[DOCUMENT SECTION]:
>> start

Drove to work this morning with windows up (chilly by Texas standards), and still unsure. The clincher to me was I touched the exhaust finishers after I parked and the driver's side was still cool to the touch while the passenger side was warm. I'm wondering if somehow my ty-wrap isn't quite shutting off all vacuum to the flap?


----------



## DubaiJohn (Aug 29, 2006)

Just to chime in on this one. When I had my secondary cat bypass pipes fitted I had the vacuum pipe removed and both the pipe and the connection on the flapper blocked off. I can confirm that this makes the exhaust flap open all the time. 

Also on a cold start with Sports Exhaust + bypass pipes fitted it sounds as though a minor war is breaking out in my garage. 

Can't wait to get the Pipercross filter fitted. Then onto Abt Intercooler and remap!


----------



## - Jeremy - (Feb 23, 2006)

DubaiJohn said:


> Also on a cold start with Sports Exhaust + bypass pipes fitted it sounds as though a minor war is breaking out in my garage.


Hell-****ing-YES!

I'm doing the bypass pipes. But I'm also curious... Has anyone bypassed both the secondary cats AND the small resonators before the muffler? It would be akin to the Milltek Race setup. This is what I want to try, but if someone tells me it sucks, then I won't bother. I've never seen anyone do it. All I know is that I want the Milltek race setup, but without the required ECU remap and the requisit $3000 payment 

- Jeremy -


----------



## JohnLZ7W (Nov 23, 2003)

- Jeremy - said:


> Hell-****ing-YES!
> 
> I'm doing the bypass pipes. But I'm also curious... Has anyone bypassed both the secondary cats AND the small resonators before the muffler? It would be akin to the Milltek Race setup. This is what I want to try, but if someone tells me it sucks, then I won't bother. I've never seen anyone do it. All I know is that I want the Milltek race setup, but without the required ECU remap and the requisit $3000 payment
> 
> - Jeremy -


Yes I believe 996Cab (who posts here on occasion) has also removed the rear resonators. It's on my list of things to try unless someone comes out with a really good catback setup.


----------



## bigstu (Mar 6, 2008)

bumping this thread for new TT-RS owners.....flapper mode you're car and let that exhaust sing!!


----------



## DaveTT (Mar 22, 2000)

Just did this yesterday, slid under the car, pulled the vacuum line off and plugged it with a screw, 10 mins. Now it sounds great all the time, secondary cat bypass next


----------



## joshsmith (Apr 17, 2011)

I did this to my car; however I asked my mates who work at Audi service and as mechanics etc.. They reckon that by doing this you lose a bit of back pressure.. I'm not sure however their argument was that it was put there for a reason and opens when there is a certain amount back pressure through the exhaust it opens to release. (noise too).. I took mine off after a few weeks just to be on the safe side.. I loved the noise with it but am slightly concerned about losing performance for the sake of some slight extra noise up to 3500rpm


----------



## Marty (Jul 14, 2000)

>> end

[MATERIAL FOR THIS EXERCISE]:

>> start

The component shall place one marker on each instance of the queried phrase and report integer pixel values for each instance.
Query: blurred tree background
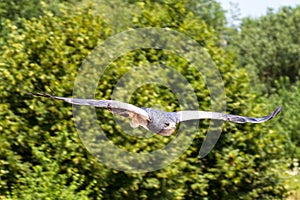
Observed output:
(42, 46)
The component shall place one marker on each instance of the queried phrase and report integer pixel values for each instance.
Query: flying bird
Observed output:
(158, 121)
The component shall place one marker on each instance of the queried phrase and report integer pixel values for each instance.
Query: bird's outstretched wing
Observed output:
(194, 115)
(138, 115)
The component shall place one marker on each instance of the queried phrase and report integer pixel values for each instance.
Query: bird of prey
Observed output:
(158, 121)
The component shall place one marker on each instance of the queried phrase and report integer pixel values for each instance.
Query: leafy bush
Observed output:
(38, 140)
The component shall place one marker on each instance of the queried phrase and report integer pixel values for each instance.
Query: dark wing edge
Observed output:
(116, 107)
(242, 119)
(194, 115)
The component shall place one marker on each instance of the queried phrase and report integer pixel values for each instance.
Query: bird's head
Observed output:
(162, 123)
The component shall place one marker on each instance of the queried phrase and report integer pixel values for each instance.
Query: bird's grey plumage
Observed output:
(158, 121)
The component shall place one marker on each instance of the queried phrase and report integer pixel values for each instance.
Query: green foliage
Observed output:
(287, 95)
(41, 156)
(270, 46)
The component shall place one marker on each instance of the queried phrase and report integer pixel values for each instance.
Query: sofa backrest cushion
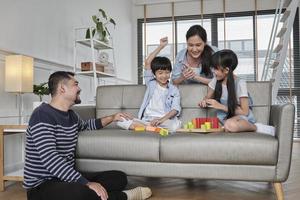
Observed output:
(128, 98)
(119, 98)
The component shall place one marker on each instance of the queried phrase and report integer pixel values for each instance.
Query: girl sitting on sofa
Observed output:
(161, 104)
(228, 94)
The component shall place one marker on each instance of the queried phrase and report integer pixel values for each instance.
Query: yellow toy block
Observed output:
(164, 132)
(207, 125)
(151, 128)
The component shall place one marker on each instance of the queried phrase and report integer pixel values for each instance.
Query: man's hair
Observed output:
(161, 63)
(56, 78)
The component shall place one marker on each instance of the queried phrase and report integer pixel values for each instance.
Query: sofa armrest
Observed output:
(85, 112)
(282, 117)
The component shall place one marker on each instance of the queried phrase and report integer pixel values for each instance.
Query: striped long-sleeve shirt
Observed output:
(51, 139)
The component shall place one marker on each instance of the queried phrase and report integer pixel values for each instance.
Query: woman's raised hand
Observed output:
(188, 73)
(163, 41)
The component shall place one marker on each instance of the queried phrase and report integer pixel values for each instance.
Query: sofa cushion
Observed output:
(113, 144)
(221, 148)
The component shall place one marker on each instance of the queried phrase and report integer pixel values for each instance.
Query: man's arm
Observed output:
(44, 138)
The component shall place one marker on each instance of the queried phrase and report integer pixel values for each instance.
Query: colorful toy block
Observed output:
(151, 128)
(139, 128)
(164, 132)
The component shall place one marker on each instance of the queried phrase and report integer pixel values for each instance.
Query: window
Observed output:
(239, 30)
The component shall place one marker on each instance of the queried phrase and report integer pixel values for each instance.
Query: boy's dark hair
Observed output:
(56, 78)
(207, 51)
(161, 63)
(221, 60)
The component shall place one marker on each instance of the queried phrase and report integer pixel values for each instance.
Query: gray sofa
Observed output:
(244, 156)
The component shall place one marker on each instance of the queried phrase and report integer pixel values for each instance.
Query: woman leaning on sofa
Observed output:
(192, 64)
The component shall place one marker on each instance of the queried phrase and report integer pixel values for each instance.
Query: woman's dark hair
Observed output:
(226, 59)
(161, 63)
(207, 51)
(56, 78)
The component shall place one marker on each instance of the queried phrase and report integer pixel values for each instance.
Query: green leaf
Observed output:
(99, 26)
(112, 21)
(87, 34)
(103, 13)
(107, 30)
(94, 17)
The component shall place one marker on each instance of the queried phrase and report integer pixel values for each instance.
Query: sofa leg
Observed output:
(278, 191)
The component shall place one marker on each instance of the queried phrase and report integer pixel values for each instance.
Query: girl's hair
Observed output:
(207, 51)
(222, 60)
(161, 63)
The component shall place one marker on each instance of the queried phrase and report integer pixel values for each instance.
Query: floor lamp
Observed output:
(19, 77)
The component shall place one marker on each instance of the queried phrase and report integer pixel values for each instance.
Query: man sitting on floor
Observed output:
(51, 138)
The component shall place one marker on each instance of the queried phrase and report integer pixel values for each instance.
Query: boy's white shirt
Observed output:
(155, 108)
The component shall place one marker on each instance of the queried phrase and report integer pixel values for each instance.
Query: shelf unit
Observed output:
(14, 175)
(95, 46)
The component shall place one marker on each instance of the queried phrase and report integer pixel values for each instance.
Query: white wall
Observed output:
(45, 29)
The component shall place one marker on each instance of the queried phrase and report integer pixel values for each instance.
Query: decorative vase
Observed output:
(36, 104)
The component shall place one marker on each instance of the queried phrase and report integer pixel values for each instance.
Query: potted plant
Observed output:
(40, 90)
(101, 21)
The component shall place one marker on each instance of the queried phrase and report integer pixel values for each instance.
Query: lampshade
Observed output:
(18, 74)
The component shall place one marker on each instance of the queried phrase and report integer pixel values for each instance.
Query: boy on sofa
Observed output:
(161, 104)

>> end
>> start

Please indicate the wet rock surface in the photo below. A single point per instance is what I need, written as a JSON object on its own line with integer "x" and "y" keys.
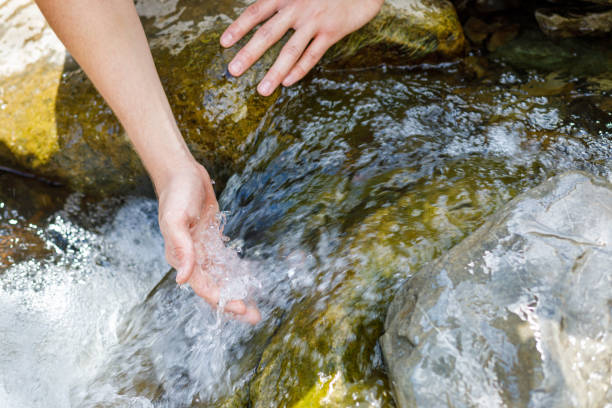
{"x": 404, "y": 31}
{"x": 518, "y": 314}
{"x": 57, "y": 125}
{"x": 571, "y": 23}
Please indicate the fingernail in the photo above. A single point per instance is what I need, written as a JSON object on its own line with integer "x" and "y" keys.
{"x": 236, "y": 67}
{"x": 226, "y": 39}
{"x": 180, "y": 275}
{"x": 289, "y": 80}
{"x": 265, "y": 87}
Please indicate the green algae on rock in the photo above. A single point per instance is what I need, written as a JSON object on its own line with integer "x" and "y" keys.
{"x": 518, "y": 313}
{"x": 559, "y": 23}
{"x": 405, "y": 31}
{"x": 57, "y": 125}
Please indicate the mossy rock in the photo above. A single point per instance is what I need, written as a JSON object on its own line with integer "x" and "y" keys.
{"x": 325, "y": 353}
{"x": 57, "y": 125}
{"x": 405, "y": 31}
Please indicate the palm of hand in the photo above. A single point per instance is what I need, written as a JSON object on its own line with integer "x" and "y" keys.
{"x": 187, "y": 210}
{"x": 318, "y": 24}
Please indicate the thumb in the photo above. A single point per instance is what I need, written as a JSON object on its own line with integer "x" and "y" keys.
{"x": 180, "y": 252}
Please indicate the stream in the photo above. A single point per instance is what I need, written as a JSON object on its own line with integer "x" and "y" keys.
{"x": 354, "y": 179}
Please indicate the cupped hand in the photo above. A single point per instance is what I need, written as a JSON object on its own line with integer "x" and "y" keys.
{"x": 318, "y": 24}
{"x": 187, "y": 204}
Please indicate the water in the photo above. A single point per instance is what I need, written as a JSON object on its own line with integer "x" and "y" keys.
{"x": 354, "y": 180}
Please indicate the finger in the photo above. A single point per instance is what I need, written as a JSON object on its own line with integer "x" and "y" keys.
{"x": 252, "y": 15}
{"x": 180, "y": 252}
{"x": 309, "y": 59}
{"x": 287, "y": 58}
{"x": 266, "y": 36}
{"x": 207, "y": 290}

>> end
>> start

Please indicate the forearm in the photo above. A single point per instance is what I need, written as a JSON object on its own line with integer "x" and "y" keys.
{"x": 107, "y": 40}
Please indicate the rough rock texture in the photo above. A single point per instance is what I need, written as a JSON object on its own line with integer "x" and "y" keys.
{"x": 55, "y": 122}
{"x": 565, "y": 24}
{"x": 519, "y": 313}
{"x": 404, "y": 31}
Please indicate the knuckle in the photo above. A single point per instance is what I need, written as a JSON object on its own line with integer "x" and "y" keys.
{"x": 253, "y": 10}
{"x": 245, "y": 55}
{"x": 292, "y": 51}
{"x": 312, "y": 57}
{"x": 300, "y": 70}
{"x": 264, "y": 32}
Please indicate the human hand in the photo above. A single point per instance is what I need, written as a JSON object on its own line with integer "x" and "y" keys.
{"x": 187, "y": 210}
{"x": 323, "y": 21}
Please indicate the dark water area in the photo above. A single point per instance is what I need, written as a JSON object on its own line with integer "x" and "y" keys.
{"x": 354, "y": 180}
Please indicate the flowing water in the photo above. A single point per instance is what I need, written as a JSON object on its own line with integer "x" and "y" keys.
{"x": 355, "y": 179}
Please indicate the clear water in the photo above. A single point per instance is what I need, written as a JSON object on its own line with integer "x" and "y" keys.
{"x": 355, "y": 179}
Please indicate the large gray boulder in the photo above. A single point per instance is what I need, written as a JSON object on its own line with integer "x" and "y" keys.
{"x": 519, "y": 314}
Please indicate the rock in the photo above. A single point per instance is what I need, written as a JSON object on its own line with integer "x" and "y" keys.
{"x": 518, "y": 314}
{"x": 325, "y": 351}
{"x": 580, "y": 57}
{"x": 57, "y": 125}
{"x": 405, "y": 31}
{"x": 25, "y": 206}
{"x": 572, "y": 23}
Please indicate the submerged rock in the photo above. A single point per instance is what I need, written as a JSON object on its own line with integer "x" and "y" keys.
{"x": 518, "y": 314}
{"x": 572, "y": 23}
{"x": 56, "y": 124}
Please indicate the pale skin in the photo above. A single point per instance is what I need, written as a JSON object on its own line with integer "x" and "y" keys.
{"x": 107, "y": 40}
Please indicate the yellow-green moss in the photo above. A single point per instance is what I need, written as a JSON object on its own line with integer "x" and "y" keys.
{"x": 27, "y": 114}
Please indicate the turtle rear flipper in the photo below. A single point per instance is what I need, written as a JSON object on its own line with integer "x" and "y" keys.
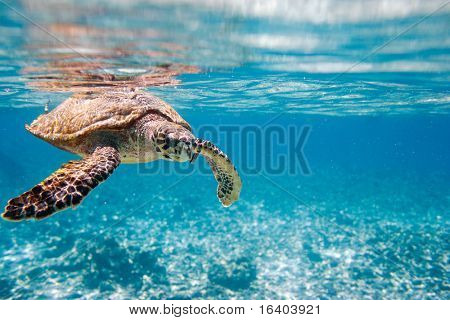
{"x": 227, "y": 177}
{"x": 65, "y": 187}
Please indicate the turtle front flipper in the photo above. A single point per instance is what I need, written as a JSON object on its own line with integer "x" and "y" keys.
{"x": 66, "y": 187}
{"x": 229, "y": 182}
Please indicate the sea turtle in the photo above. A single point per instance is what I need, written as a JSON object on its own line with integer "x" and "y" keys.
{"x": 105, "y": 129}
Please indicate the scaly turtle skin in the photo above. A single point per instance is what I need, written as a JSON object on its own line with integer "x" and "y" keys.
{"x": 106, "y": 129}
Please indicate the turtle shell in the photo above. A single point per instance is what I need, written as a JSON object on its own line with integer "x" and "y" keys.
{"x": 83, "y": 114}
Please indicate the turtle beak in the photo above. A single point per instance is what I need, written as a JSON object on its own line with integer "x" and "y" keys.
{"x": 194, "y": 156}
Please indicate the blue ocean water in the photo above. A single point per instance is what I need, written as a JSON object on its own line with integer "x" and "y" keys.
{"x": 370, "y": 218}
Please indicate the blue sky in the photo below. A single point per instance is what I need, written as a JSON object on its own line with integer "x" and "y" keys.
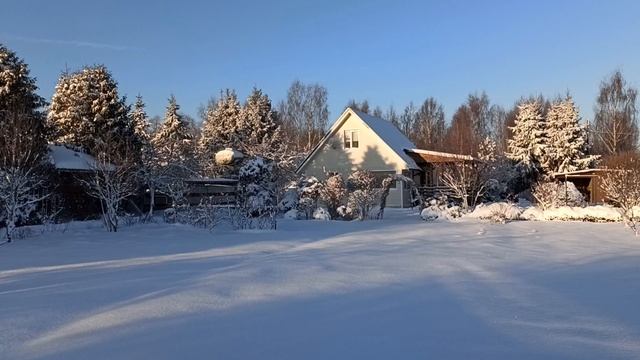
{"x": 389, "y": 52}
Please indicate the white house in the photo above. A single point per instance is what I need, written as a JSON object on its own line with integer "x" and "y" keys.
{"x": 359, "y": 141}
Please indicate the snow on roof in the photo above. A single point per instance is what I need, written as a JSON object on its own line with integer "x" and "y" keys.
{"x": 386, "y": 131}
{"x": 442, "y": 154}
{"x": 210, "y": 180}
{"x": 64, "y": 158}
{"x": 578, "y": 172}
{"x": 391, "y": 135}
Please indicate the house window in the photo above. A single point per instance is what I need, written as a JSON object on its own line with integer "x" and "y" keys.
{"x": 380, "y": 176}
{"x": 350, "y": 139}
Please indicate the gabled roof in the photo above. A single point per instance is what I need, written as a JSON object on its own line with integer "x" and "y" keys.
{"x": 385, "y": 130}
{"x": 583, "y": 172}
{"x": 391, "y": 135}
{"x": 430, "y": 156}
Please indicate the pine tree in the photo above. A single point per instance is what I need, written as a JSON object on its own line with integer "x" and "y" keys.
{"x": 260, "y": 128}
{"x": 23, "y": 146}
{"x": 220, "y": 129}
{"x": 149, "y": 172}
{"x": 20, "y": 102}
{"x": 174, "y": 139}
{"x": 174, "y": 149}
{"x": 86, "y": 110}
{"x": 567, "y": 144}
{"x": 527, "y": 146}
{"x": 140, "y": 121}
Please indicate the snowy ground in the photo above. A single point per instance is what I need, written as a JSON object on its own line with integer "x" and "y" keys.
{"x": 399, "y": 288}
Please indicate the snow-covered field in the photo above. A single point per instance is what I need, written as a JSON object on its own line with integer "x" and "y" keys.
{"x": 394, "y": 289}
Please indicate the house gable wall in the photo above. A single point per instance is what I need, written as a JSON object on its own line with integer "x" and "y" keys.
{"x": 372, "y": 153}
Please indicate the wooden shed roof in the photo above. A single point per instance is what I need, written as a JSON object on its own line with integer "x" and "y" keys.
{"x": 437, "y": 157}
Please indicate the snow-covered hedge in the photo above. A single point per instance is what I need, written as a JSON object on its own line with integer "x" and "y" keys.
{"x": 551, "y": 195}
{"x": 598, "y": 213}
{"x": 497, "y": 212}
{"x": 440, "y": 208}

>> end

[OBJECTIVES]:
A) In the forum thread, which usernames appear in the headings that open each post?
B) Where in the records does the word "floor" occur? Copy out every line that contains it.

[LIST OF SOLUTIONS]:
A)
DubaiJohn
- Jeremy -
JohnLZ7W
bigstu
DaveTT
joshsmith
Marty

B)
Query: floor lamp
Query: man sitting on floor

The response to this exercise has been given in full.